Text under study:
-------------------------

Invasive Animal Management
In this section:
- Why manage invasive animals?
- Who is responsible?
- Things to consider before you begin
Why manage invasive animals?
Invasive pest animals have significant impacts on Victoria’s primary industries, natural ecosystems, human and animal health and are one of the main threats to biodiversity in Australia today.
On agricultural land
The presence of invasive animals on or adjoining farmland may cause lost agricultural production through predation on livestock, grazing on crops and pastures, spreading weeds and contributing to erosion and land and water degradation. Control measures are often expensive and divert resources for management from everyday production. There is also a risk that they may introduce exotic disease and parasites to stock.
In 2010, the Invasive Animals Co-operative Research Centre published a report that estimated the direct national annual economic impact of six invasive animal species (wild dogs, foxes, mice, pigs, rabbits and starlings) of $743.5 million for both agricultural losses and expenditure on management, administration and research. Estimates of the environmental loss in Australia as a whole are not possible because of a lack of data. Therefore, this annual total underestimates the impact of invasive animal species in Australia.
Invasive animals prey on native wildlife and can out-compete and displace other native animals by competing for harbour, food and water resources. They can cause detrimental effects on landscapes by spreading weeds and contributing to soil erosion, water degradation and loss of biodiversity. They may also carry and spread exotic diseases that can be transferred to native fauna.
The social impacts of invasive animals may include nuisance behaviour, destruction and fouling of building and infrastructure, disruption to farm activities, distress associated with loss of production and livestock predation. Invasive animals can carry exotic diseases to Australia or act as a reservoir for diseases that can spread to humans.
Approach to management
The Department of Primary Industries (DPI) uses a science-based approach along with Integrated Pest Management (IPM) principles to underpin our invasive animal management programs and management recommendations.
DPI places a priority on investing in the prevention and eradication of newly emerging ‘high-risk invasive animals’ and the protection of assets from the impacts of ’established invasive animals’. Humane animal welfare outcomes are also at the core of our work.
Who is responsible?
We all have a role to play in invasive animal management. By working together, government, industry and the community can best reduce the impact of pest animals in Victoria.
In Victoria, invasive animals are classified under the CaLP Act as to their threat to agriculture and the environment. Generally, those that are declared as ‘Prohibited’, ‘Controlled’ or ‘Regulated’ may be considered ‘high-risk invasvie animals’ and DPI takes the lead to control these animals, while land owners have a responsbility to control those declared as ‘Established’ invasive animals.
High-risk invasive animals
DPI is the lead agency in controlling high-risk invasive animals. More information on the management of this category of pest animal can be found on the High-Risk Invasive Animals page.
Established invasive animals
Land owners have a legal responsibility to control declared established pest animals under Section 20(1)(f) of the Catchment and Land Protection Act (1994), “In relation to his or her land a land owner must take all reasonable steps to prevent the spread of, and as far as possible eradicate, established pest animals.”
More information on the management of this category of pest animal can be found on the Established Invasive Animals page.
For more information on your responsibilities as a land owner, see Noxious Weed and Pest Animal Management: Your legal roles and responsibilities.

-------------------------

Source material:
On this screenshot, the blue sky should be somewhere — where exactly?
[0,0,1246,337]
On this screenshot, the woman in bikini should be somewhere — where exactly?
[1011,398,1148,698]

-------------------------

Assigned task 1: In the invasive animal management text, what total direct national annual economic impact did the 2010 report estimate for the six invasive animal species?
Assigned task 2: Rewrite the passage of the invasive animal management text between "DPI places a" and "as ‘Established’ invasive animals.", inclusive, substituting "public" for "community".
The listing has no connection to the text.

Solution 1: $743.5 million

Solution 2:
DPI places a priority on investing in the prevention and eradication of newly emerging ‘high-risk invasive animals’ and the protection of assets from the impacts of ’established invasive animals’. Humane animal welfare outcomes are also at the core of our work.
Who is responsible?
We all have a role to play in invasive animal management. By working together, government, industry and the public can best reduce the impact of pest animals in Victoria.
In Victoria, invasive animals are classified under the CaLP Act as to their threat to agriculture and the environment. Generally, those that are declared as ‘Prohibited’, ‘Controlled’ or ‘Regulated’ may be considered ‘high-risk invasvie animals’ and DPI takes the lead to control these animals, while land owners have a responsbility to control those declared as ‘Established’ invasive animals.